- **Exercices à faire**:
a) Recopiez le passage de l'extrait sur la grotte de Baume Moula-Guercy qui commence par « De nouvelles recherches à » et va jusqu'à « s’est redistribuée géographiquement. ».
b) D'après l'extrait sur la grotte de Baume Moula-Guercy, les fouilles des années 1990 ont permis de retrouver les restes de combien de Néandertaliens ?

- **Extrait fourni**:
──────────
Néandertal anthropophage pour se nourrir, il y a 120 000 ans à Soyons en Ardèche
La grotte de Baume Moula-Guercy est située sur la commune de Soyons (Ardèche). Les fouilles réalisées dans les années 1990 ont permis d’exhumer les restes de 6 Néandertaliens : deux adultes, deux adolescents (12 et 15 ans) et deux plus jeunes (entre 4 et 8 ans). Au total, 120 ossement néandertaliens ont été trouvés dans la couche 15 de la stratigraphie. La moitié de ces restes osseux présentait des traces de boucherie faites à l’aide d’outils de pierre, associées à une extraction systématique de la moelle. Cela a déjà constitué pour les chercheurs une preuve de pratiques cannibales chez NéandertaL La même strate a également livré des restes de foyers et des ossements de la faune chassée et consommée par les Néandertaliens .
De nouvelles recherches à la grotte Baume Moula-Guercy
L’étude, publiée dans le Journal of Archaeological Science, réalisée par Alban Defleura (CNRS) et Emmanuel Desclaux (Lazaret et CNRS), présente les résultats de nouvelles recherches prenant en compte les conditions climatiques.
Entre -128 000 et -144 000 ans, il y a eu un changement climatique mondial important avec un réchauffement des températures. Cet événement a eu de grandes conséquences sur tous les écosystèmes de la planète : certaines espèces animales ont migré vers des régions plus accueillantes et la flore elle-même s’est redistribuée géographiquement.
──────────
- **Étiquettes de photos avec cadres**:
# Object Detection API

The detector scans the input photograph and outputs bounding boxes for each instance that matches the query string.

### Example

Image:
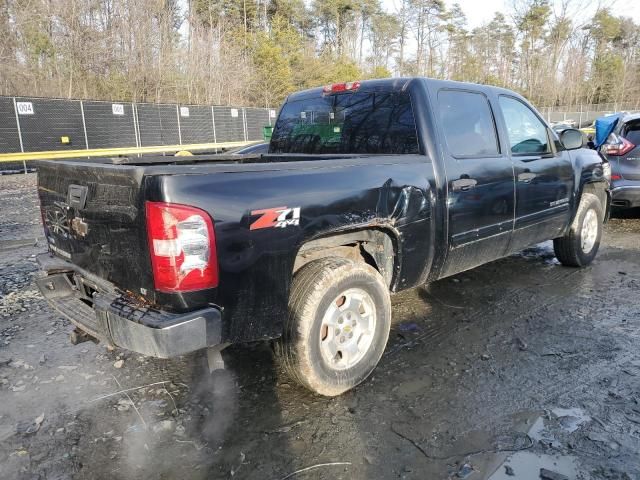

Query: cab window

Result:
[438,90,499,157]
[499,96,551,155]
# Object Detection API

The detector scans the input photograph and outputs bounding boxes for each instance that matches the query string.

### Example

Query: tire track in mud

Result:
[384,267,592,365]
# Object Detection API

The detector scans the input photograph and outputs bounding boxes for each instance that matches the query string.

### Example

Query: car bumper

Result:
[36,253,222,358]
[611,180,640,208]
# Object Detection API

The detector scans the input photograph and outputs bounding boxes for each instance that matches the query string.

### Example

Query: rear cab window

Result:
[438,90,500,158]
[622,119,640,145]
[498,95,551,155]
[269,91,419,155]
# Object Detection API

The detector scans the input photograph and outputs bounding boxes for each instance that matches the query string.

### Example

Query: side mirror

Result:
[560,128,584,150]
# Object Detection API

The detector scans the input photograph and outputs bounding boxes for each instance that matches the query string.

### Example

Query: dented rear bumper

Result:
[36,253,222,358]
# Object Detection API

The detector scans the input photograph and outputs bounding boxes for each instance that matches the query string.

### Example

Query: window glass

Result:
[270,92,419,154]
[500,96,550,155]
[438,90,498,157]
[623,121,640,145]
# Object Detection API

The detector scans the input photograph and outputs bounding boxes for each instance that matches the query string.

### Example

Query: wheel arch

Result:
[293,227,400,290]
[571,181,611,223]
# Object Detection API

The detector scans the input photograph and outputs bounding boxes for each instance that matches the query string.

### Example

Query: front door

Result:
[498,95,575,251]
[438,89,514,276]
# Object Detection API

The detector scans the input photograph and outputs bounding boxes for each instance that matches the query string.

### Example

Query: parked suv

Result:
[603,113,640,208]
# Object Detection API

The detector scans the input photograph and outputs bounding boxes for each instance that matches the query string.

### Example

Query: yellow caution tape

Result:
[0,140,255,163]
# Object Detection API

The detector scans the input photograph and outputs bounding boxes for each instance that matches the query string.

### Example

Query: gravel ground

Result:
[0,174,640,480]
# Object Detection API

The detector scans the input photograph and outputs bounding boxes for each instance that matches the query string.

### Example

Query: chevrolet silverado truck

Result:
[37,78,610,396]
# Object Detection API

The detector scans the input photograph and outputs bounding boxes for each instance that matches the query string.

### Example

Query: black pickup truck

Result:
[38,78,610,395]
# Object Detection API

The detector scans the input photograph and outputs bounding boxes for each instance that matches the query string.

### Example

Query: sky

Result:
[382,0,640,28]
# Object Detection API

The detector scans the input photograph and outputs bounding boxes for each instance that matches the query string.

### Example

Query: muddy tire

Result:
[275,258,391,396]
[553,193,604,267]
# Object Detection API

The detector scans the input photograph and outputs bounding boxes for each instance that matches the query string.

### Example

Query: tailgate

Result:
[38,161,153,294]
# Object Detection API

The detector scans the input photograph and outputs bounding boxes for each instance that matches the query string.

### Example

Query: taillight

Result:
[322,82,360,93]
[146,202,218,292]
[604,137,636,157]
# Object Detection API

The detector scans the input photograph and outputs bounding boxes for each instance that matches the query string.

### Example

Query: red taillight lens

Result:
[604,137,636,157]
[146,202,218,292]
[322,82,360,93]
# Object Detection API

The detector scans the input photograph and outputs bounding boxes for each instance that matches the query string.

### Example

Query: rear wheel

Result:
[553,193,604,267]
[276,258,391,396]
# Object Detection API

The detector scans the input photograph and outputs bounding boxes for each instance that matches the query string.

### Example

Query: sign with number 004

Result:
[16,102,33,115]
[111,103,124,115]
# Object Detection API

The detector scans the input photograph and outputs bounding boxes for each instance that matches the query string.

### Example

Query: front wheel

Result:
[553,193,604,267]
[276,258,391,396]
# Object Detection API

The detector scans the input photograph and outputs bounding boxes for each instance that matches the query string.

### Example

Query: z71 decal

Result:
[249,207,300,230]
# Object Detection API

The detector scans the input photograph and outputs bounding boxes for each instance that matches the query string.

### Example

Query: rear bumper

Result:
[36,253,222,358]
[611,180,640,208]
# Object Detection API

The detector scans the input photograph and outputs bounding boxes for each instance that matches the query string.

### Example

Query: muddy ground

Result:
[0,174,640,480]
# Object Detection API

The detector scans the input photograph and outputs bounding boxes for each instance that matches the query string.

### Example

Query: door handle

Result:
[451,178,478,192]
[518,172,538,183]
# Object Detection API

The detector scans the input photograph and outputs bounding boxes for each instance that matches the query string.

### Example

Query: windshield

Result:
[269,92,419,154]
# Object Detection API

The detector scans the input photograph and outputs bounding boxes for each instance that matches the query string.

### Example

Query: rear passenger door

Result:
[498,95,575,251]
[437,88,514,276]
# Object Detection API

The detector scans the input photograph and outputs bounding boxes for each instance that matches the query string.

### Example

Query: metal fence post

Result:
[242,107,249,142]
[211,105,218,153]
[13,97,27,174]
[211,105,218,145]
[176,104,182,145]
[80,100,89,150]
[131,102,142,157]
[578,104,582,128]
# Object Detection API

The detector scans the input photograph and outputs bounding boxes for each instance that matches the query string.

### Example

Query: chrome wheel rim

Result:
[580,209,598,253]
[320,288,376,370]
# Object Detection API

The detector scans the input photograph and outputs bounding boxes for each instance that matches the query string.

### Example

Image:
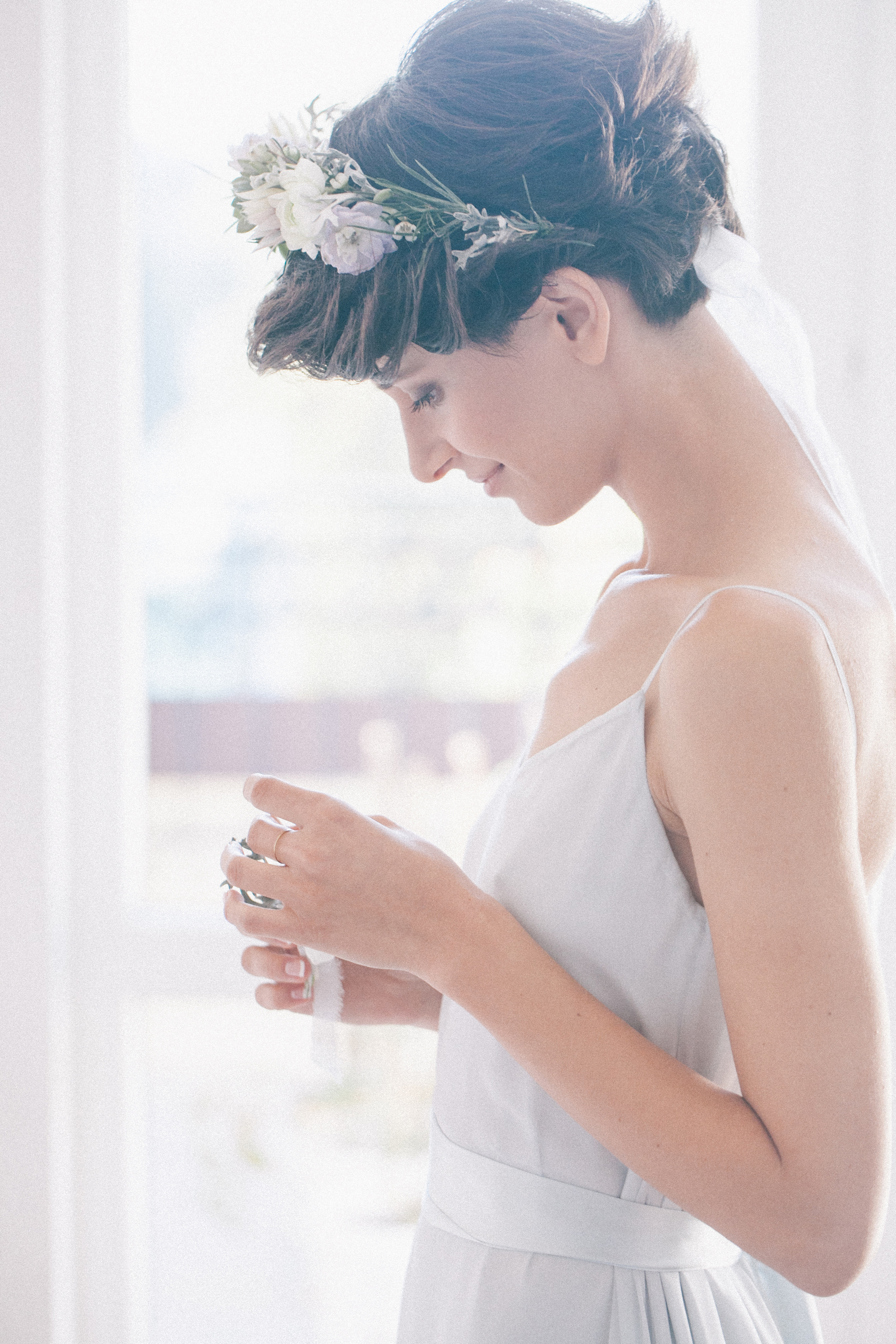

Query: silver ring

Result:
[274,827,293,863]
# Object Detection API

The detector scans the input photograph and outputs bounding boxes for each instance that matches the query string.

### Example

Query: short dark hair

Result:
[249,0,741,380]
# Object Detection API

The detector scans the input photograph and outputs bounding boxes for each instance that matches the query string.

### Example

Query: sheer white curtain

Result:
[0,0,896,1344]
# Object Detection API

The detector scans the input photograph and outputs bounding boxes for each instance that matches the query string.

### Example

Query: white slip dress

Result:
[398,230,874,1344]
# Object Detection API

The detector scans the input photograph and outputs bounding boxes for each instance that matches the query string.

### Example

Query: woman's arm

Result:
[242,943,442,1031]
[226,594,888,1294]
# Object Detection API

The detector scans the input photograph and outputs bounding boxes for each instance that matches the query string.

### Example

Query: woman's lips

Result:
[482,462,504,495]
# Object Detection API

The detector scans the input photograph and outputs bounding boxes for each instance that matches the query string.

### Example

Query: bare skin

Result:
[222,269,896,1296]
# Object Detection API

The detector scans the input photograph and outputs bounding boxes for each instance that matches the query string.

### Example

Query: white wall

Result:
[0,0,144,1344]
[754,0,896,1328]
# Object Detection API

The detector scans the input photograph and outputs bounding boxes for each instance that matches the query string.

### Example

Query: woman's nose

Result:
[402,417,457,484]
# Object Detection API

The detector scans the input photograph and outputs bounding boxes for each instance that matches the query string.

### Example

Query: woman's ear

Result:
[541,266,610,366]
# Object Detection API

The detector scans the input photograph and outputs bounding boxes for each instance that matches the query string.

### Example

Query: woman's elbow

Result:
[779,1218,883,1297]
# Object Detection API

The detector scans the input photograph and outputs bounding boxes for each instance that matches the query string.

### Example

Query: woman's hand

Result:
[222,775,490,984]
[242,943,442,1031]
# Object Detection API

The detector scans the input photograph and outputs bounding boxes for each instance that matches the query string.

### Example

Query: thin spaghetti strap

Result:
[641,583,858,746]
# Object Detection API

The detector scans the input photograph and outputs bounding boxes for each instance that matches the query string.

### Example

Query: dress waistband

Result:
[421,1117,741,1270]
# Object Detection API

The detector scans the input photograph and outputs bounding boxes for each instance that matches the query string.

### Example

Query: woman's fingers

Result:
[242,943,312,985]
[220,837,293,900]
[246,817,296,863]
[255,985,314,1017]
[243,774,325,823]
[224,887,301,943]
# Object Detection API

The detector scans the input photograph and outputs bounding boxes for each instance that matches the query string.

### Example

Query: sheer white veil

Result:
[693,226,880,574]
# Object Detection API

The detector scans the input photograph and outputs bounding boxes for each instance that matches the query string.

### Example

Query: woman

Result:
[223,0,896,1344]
──────────
- **Réponses attendues**:
a)
De nouvelles recherches à la grotte Baume Moula-Guercy
L’étude, publiée dans le Journal of Archaeological Science, réalisée par Alban Defleura (CNRS) et Emmanuel Desclaux (Lazaret et CNRS), présente les résultats de nouvelles recherches prenant en compte les conditions climatiques.
Entre -128 000 et -144 000 ans, il y a eu un changement climatique mondial important avec un réchauffement des températures. Cet événement a eu de grandes conséquences sur tous les écosystèmes de la planète : certaines espèces animales ont migré vers des régions plus accueillantes et la flore elle-même s’est redistribuée géographiquement.

b) Six Néandertaliens : deux adultes, deux adolescents et deux plus jeunes.